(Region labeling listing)
━━━━━━━━━━━━━━━━━━━━

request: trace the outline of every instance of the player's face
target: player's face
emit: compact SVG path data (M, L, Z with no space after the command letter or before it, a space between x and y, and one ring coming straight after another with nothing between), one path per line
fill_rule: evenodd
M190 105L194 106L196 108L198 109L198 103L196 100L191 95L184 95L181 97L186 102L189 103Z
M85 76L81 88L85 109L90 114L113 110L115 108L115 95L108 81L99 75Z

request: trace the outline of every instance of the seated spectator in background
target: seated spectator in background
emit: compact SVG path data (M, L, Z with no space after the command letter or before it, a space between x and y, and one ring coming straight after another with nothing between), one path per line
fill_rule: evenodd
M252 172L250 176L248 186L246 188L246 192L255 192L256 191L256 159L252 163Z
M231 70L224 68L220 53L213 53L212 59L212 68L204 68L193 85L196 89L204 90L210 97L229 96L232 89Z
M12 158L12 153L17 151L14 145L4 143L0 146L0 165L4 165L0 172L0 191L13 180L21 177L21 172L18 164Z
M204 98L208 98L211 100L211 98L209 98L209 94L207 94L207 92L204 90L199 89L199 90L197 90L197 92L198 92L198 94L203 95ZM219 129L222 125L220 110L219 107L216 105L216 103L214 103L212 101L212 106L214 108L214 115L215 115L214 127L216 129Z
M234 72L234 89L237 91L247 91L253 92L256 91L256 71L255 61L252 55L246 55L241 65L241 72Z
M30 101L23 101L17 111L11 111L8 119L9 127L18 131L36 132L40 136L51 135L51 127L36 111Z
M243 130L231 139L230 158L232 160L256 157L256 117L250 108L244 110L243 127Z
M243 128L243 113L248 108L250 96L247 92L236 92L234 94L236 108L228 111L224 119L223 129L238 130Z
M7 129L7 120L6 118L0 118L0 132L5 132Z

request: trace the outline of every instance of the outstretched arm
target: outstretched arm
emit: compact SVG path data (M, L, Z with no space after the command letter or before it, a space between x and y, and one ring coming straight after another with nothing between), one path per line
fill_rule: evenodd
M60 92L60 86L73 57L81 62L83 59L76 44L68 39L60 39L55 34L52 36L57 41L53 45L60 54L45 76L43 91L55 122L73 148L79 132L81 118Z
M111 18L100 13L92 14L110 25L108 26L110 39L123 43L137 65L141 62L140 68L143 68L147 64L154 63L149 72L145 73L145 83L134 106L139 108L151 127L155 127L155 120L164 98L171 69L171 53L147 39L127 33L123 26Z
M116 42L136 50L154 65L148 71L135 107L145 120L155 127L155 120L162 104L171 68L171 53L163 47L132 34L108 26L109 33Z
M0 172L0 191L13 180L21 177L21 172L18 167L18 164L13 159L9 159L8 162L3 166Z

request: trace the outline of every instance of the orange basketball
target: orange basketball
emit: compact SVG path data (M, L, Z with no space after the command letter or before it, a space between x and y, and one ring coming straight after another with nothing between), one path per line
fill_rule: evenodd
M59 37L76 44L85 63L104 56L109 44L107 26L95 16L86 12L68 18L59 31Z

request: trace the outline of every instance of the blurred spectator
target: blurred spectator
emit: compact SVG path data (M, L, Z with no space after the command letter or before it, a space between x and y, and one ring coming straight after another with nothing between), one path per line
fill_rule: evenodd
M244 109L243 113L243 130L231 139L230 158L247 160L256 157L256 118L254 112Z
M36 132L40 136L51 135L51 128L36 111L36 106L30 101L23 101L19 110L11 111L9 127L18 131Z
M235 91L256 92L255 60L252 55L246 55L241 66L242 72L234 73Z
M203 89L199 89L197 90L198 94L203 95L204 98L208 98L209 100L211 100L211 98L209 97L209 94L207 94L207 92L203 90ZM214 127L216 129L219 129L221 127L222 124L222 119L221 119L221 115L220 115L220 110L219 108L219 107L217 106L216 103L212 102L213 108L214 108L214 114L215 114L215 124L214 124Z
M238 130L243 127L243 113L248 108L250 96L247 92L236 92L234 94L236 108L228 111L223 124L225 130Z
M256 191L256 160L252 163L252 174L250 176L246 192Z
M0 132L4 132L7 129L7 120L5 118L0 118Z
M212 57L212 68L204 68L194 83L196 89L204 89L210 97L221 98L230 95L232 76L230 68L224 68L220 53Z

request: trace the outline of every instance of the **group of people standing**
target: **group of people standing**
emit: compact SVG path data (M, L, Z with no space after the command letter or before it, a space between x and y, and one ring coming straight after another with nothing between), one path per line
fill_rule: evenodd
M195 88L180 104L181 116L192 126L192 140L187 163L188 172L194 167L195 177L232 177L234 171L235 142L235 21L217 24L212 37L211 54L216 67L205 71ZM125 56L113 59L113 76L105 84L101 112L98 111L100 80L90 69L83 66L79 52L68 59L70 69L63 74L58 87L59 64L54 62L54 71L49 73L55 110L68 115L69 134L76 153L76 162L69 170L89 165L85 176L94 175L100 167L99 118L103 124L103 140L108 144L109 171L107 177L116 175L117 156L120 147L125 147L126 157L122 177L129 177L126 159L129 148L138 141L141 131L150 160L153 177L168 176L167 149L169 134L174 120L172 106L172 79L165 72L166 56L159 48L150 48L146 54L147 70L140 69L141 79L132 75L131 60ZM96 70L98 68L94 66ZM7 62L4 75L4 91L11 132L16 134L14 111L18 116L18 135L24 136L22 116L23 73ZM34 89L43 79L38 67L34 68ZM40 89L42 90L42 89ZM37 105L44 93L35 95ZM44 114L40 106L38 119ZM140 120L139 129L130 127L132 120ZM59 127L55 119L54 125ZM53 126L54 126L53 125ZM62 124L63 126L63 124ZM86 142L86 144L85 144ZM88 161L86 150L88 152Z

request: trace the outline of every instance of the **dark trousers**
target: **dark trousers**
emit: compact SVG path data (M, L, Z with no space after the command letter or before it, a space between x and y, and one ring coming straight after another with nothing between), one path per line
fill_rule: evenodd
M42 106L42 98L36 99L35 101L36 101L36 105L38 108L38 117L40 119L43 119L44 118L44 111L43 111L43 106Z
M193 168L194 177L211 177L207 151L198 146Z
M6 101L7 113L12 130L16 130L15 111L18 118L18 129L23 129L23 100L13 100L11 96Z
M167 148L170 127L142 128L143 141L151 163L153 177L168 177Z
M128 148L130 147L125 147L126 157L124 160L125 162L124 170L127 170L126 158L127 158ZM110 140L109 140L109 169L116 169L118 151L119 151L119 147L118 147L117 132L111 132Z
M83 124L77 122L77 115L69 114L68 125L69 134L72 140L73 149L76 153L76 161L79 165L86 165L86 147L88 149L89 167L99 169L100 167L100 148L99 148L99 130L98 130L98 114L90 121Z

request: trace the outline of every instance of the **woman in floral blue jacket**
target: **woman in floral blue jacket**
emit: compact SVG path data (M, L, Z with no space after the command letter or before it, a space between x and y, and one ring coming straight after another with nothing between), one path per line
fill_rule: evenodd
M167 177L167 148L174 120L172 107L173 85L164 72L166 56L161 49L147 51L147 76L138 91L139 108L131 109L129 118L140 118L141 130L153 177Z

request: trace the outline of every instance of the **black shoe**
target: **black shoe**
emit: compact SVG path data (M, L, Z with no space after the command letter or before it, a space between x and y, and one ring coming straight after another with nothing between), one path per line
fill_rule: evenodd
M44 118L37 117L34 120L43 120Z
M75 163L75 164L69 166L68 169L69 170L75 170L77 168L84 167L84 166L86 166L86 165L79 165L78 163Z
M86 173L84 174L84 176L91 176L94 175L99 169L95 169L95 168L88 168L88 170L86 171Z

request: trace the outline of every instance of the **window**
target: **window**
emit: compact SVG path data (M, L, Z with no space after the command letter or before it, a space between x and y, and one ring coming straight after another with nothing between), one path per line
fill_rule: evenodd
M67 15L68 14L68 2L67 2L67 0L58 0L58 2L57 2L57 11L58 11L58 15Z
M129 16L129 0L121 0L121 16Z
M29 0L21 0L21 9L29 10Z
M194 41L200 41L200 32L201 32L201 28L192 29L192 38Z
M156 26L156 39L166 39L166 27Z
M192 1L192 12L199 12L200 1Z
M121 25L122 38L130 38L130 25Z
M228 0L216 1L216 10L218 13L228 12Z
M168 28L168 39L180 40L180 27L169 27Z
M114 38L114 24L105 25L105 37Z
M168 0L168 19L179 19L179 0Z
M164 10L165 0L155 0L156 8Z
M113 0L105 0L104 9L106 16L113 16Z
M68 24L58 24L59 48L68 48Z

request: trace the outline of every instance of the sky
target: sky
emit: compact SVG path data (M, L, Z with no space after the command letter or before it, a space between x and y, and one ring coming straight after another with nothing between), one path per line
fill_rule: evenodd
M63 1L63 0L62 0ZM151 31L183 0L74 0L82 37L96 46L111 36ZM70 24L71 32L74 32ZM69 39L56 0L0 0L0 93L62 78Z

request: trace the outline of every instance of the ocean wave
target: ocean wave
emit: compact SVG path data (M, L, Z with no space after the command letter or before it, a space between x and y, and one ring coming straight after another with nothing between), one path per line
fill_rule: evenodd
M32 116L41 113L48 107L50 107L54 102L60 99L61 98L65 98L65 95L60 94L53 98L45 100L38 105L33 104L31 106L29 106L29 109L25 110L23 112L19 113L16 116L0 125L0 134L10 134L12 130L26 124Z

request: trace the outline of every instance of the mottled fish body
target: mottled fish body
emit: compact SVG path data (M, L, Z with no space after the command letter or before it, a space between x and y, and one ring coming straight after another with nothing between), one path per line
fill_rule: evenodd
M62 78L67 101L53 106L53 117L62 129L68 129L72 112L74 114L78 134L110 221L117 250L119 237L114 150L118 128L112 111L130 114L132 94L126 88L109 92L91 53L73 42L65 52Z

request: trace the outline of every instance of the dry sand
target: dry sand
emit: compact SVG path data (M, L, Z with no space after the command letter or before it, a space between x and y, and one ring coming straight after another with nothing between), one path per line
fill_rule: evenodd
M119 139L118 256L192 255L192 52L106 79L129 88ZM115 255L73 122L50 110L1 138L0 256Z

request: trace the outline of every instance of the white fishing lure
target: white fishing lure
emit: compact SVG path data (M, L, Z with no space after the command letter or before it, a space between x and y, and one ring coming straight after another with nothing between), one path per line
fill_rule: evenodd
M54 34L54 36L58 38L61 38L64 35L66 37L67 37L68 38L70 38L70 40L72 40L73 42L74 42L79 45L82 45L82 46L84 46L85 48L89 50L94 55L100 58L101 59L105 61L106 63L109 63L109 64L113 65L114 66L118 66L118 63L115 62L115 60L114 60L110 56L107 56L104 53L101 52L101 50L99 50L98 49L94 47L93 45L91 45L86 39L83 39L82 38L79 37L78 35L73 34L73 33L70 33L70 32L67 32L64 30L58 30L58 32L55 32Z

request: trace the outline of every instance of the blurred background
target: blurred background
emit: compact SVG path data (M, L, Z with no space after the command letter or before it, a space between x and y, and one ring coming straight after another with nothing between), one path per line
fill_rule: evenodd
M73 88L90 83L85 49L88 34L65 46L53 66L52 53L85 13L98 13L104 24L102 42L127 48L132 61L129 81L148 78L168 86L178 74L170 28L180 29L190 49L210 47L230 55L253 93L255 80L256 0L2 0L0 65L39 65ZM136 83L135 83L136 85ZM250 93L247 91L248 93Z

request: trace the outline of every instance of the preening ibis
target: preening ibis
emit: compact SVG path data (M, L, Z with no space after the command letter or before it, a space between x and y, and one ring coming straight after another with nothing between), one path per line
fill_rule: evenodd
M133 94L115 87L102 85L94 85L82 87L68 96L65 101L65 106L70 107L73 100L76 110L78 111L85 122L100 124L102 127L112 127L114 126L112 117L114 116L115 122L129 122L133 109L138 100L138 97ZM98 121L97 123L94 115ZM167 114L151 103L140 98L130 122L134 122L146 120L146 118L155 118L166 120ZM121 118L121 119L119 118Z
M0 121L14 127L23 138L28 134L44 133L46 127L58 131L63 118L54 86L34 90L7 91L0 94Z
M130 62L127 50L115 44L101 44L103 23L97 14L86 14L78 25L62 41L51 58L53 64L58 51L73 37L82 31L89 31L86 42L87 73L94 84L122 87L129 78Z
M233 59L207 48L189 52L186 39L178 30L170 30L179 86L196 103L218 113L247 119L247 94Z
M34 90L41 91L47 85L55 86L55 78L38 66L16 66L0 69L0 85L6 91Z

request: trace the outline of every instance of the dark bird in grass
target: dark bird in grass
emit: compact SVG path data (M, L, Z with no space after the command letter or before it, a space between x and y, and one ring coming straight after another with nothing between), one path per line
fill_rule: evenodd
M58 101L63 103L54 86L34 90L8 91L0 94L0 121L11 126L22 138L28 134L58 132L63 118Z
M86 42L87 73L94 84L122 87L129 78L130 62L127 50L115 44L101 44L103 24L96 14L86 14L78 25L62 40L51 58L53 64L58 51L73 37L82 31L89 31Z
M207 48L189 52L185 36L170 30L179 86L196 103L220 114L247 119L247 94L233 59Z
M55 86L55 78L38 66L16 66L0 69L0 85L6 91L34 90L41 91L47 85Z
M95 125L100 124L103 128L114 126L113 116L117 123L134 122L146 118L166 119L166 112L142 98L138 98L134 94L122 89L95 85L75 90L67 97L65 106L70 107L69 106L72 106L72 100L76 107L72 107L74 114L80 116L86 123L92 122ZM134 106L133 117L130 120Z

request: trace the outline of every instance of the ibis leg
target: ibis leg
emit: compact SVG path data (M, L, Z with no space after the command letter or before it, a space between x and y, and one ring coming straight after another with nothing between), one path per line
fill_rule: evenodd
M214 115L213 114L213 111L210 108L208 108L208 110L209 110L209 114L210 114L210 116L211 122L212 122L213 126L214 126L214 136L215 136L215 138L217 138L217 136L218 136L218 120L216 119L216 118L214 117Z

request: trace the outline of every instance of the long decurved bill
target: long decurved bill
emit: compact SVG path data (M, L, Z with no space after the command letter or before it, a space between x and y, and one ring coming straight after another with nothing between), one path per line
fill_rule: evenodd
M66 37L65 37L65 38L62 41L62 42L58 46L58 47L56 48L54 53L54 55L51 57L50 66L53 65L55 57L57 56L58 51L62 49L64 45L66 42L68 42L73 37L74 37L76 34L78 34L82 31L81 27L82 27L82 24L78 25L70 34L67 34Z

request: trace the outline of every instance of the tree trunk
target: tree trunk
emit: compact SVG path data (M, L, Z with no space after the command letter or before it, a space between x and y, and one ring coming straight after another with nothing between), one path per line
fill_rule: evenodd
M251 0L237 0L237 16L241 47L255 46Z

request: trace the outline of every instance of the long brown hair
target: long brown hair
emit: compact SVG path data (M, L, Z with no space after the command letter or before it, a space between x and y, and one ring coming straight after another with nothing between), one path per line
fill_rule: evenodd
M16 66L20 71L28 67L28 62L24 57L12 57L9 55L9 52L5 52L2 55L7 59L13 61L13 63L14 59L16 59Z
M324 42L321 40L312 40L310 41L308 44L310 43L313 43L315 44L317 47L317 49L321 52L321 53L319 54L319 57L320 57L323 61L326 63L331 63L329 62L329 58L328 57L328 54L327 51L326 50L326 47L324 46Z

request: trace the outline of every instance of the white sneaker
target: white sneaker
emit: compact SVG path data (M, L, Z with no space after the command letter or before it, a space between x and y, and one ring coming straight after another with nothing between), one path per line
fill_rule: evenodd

━━━━━━━━━━━━━━━━━━━━

PROBLEM TO SOLVE: Reproduce only the lines of the listing from the line with "request: trace the outline of every instance of the outstretched" to the line with "M0 172L0 191L13", changing "outstretched" to "extended" and leaving all else unchanged.

THE RESULT:
request: trace the outline of every instance of the extended arm
target: extended arm
emit: compact SVG path data (M, L, Z with no space after the command letter or before it, a space between x and y, and one ring coming straight after another with nothing between), one path per line
fill_rule: evenodd
M60 92L60 86L73 57L81 62L83 59L76 44L68 39L60 39L55 34L52 36L57 41L53 45L60 54L45 76L43 91L55 122L73 148L79 132L81 118Z
M111 18L100 13L92 14L110 25L108 26L110 39L123 43L137 65L141 62L140 68L143 68L147 64L154 63L149 72L145 73L145 83L134 106L139 108L151 127L155 127L155 120L164 98L171 69L171 53L147 39L127 33L123 26Z
M116 42L136 50L154 65L148 71L135 107L145 120L155 127L155 120L162 104L171 68L171 53L163 47L132 34L108 26L109 33Z
M0 172L0 191L13 180L21 177L21 172L18 167L18 164L13 159L9 159L8 162L3 166Z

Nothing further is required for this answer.